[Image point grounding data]

= = = = = = =

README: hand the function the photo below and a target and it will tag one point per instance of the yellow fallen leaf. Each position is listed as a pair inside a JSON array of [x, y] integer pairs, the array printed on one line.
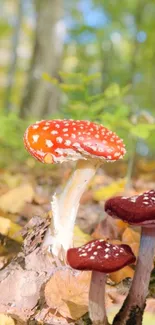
[[67, 292], [105, 192], [6, 320], [14, 200], [126, 272], [130, 236], [80, 238], [10, 229]]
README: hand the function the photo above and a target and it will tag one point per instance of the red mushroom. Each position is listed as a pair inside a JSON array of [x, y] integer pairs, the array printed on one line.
[[138, 211], [100, 257], [56, 141]]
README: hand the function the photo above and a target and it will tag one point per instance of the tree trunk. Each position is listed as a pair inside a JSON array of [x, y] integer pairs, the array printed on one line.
[[41, 98]]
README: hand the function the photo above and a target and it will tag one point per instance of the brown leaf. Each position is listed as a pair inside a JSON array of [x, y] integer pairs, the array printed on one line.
[[14, 200], [67, 292], [6, 320], [109, 228]]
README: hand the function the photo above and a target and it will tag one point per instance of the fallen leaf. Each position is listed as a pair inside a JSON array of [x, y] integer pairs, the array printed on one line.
[[67, 292], [109, 228], [105, 192], [6, 320], [126, 272], [14, 200], [10, 229]]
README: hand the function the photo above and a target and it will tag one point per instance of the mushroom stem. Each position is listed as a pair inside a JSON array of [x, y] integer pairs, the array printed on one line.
[[134, 305], [97, 311], [65, 207]]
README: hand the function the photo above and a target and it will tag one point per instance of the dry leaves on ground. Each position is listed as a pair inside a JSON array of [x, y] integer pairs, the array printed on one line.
[[67, 292]]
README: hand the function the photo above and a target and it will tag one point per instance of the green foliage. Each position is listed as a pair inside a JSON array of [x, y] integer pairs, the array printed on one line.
[[12, 129], [108, 107]]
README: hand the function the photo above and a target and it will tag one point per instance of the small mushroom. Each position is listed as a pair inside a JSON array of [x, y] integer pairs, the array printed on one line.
[[57, 141], [138, 211], [101, 258]]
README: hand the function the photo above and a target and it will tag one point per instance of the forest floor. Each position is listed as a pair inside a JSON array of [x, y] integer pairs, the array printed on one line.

= = = = = = =

**PROBLEM REQUIREMENTS**. Going through the records above line by line, transcribe each one exactly and skip any pictures.

**RESULT OF THE TASK**.
README: hand the function the photo below and a target and it will tag one point per instance of the yellow fallen leaf. Each position is listed as a pair inside a JSON array of [x, y] integer pairs, the array printed on one line.
[[67, 292], [105, 192], [6, 320], [14, 200], [126, 272], [130, 236], [80, 238], [10, 229]]
README: hand the function the photo above and a target and it will tag one point per instance of the red mushroom. Each position is listed as a pair inside a JSON array of [x, y] integer pairs, the array printed on one line.
[[138, 211], [100, 257], [56, 141]]
README: hand the function the photo above and a target and it will tag one point per instance of the tree trunk. Each position is listed as a pair inside a JSON array of [x, y] integer pairs, the array printed on one line.
[[41, 98]]
README: hand the function the photo above and a target and it will tag one point per instance of the brown leaf. Each position is listed as a pair inside a JSON array of [x, y] integer pairs, the array printed on one line.
[[14, 200], [67, 292], [6, 320], [109, 228]]
README: hand the function the photo above and a target and it will tag one point per instance of the fallen leaf. Each position is listed as a pair inside a JSON array of [x, y] integer pairs, the array printed on one line.
[[67, 292], [109, 228], [105, 192], [6, 320], [126, 272], [14, 200], [10, 229]]
README: hand the function the photo above and a target and it will tag one point per instance of the mushroom stem. Each position is listed as a pair inside a JSON array of [x, y] integer pairs, the array printed on one line.
[[134, 305], [97, 311], [65, 207]]
README: hand the function the photo above and a target and it will tag one point per instance of the dry leaves on ground. Each position is listed as a pair inside a JSON array of [x, y] integer pairs, the array printed on one line.
[[67, 292]]
README: hand the function the photo above and a target and it will tag one point per instance of the green foliage. Each position is listed as a pair inside a JSON array of [x, y] integer pairs, the array printed on one line.
[[12, 129], [108, 107]]
README: hand the function the photo above and a target and it will tag one point per instance of the small mushroom. Each position is listed as a pair inside a JSON array of [x, y] integer pairs, the array printed on one line.
[[57, 141], [138, 211], [101, 258]]
README: hand the function the photo above and a target and it will tag one point per instance of the forest floor. Each position is listed as a pair inside a JSON array of [x, y] integer pairs, the array printed on one line.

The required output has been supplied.